• Exercise set
**1.** In the article on medical malpractice reform, what range do state caps on non-economic damages fall within?
**2.** Continue the article on medical malpractice reform, starting after its final sentence.

• Text under study
Proposed national medical malpractice reform poses challenges for states

Newly filed federal legislation has put medical malpractice reform at the center of a national debate. H.R. 5, the Help Efficient, Accessible, Low-Cost, Timely Healthcare Act (HEALTH) filed in January 2011, could impact the actions brought in state courts for medical malpractice. The HEALTH Act would preempt certain aspects of state law, and set a cap on non-economic damages for medical malpractice.

While some states have already implemented statewide medical malpractice tort reform, this law has the potential to limit state actions even further.

Medical malpractice reform has been touted as a solution to curb healthcare costs. States have massed sweeping changes that among other things limit a plaintiff’s non-economic damages. These caps fall anywhere from $250,000 to $500,000.

The legality of these reforms is widely contested. In Texas, a constitutional challenge regarding the cap has been brought to the state Supreme Court. In Georgia, the state Supreme Court let stand a jury’s ruling that in essence nullified the Georgia law on maximum liability. The jury returned a verdict with damages exceeding the cap.

Referring expression data:

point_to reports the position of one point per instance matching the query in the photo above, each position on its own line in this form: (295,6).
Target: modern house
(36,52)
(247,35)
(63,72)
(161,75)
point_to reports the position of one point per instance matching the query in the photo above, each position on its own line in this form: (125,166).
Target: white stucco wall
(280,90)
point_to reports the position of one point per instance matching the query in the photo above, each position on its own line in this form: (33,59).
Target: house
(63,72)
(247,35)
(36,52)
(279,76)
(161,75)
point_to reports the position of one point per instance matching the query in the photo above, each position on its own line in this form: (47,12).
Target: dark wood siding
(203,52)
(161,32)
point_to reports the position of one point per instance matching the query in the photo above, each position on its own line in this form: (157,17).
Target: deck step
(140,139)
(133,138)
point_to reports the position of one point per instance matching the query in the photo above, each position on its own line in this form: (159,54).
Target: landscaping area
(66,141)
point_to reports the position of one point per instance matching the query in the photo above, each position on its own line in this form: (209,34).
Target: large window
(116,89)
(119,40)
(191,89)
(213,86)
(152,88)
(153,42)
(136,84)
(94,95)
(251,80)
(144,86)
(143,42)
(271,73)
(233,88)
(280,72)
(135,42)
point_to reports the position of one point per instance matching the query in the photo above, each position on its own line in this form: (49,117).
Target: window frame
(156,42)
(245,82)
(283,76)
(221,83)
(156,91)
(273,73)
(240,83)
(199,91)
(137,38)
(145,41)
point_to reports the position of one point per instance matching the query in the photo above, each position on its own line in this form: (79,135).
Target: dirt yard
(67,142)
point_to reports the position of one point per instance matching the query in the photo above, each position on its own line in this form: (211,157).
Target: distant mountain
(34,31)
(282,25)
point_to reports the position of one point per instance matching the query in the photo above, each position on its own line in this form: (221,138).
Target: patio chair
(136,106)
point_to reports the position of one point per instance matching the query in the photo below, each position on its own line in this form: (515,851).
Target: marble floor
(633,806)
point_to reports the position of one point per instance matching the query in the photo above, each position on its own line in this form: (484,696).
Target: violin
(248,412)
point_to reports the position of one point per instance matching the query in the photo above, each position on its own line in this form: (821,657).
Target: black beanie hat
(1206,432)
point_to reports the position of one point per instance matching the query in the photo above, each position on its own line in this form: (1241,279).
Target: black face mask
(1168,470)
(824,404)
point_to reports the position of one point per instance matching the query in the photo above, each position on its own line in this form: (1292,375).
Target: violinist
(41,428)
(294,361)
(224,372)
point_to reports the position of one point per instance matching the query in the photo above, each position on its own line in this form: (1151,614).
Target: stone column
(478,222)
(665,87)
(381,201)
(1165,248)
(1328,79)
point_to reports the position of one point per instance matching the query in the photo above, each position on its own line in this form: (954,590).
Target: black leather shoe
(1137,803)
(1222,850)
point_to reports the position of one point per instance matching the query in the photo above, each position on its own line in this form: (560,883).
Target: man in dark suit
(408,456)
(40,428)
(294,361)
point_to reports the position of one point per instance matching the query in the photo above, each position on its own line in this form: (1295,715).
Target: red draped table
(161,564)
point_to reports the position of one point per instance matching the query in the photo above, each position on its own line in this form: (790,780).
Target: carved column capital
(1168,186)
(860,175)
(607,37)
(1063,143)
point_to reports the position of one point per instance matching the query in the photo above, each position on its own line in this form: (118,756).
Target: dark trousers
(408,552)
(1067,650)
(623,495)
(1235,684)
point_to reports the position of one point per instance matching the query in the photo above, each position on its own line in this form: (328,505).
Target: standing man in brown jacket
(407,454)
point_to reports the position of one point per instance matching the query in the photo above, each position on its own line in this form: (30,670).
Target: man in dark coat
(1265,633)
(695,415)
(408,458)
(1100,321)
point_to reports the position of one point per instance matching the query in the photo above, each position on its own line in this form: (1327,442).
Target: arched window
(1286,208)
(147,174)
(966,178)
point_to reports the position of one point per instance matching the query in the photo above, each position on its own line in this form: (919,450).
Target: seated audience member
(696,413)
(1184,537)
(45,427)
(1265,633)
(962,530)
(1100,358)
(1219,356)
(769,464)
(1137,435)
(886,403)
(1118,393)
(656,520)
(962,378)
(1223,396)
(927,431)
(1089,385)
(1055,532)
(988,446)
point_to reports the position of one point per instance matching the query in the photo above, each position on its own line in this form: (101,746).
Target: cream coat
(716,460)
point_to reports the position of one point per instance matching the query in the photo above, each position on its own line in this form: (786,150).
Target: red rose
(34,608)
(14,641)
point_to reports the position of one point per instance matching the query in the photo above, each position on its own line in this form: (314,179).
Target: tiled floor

• Answers for the exercise
**1.** $250,000 to $500,000

**2.**
While the virtues of medical malpractice reform are debated as the answer to skyrocketing healthcare costs, medical malpractice attorneys argue that it limits their client’s rights and does little to reign in negligent behavior on the part of medical providers. The attorneys contend that it merely takes away the ability to hold medical professionals to a standard of care and discourages patients from reporting negligent actions, further jeopardizing patient health and safety.

As the federal law moves through Congress, the debate will continue over whether the new reform will ease the growing economic burden of health care or simply limit patient’s rights.